(Saved data entries)

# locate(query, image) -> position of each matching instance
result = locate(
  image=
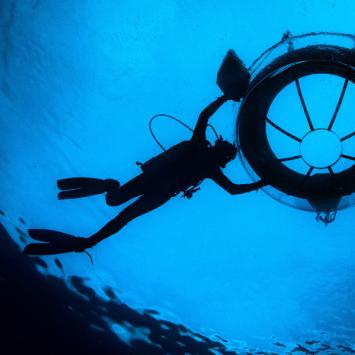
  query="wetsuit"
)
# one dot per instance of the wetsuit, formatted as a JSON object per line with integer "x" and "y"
{"x": 182, "y": 166}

* [Task statement]
Please copy out the lines above word for word, leaving out the picture.

* [Task result]
# locate(query, image) -> position of each matching instance
result = locate(
  image=
  query="wetsuit"
)
# one dot per instance of the wetsuit, formatted as a JSON object per line with integer "x" and "y"
{"x": 182, "y": 166}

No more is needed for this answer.